### Aim of the task
Rewrite every line of the records, from the line with "Please indicate the blue" through the end of the records. Add -131 to each x and y coordinate in the answers and leave all other text unchanged.

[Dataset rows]
= = = =

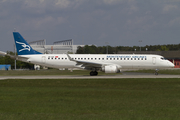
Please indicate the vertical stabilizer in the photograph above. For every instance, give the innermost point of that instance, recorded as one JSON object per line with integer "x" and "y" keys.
{"x": 23, "y": 48}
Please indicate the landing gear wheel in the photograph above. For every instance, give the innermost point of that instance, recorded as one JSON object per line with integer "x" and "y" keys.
{"x": 156, "y": 72}
{"x": 93, "y": 73}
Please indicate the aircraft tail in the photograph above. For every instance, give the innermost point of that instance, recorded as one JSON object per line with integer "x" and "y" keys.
{"x": 23, "y": 48}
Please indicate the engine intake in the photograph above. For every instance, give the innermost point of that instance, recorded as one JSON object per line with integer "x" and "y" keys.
{"x": 111, "y": 69}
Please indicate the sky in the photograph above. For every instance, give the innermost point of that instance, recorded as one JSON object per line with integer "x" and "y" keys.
{"x": 98, "y": 22}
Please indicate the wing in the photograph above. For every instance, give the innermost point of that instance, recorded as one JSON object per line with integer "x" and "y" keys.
{"x": 91, "y": 64}
{"x": 13, "y": 56}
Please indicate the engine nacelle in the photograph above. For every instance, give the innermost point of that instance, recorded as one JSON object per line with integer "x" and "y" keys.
{"x": 111, "y": 69}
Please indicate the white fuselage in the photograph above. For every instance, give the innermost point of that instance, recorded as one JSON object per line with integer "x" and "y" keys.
{"x": 125, "y": 61}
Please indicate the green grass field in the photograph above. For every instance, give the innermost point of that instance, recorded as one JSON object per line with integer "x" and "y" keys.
{"x": 168, "y": 72}
{"x": 98, "y": 99}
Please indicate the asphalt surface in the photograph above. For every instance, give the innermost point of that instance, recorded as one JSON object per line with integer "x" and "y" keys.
{"x": 124, "y": 75}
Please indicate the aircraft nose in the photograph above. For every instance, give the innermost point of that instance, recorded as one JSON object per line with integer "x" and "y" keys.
{"x": 171, "y": 64}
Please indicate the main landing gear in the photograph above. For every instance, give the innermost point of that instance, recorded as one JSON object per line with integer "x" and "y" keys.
{"x": 156, "y": 72}
{"x": 93, "y": 73}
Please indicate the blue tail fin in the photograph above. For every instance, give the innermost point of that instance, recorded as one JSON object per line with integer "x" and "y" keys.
{"x": 23, "y": 48}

= = = =

### Response to the task
Please indicate the blue tail fin in the photograph above. For every instance, give the innermost point of that instance, recorded as one JSON object per line with integer "x" and "y" keys.
{"x": -108, "y": -83}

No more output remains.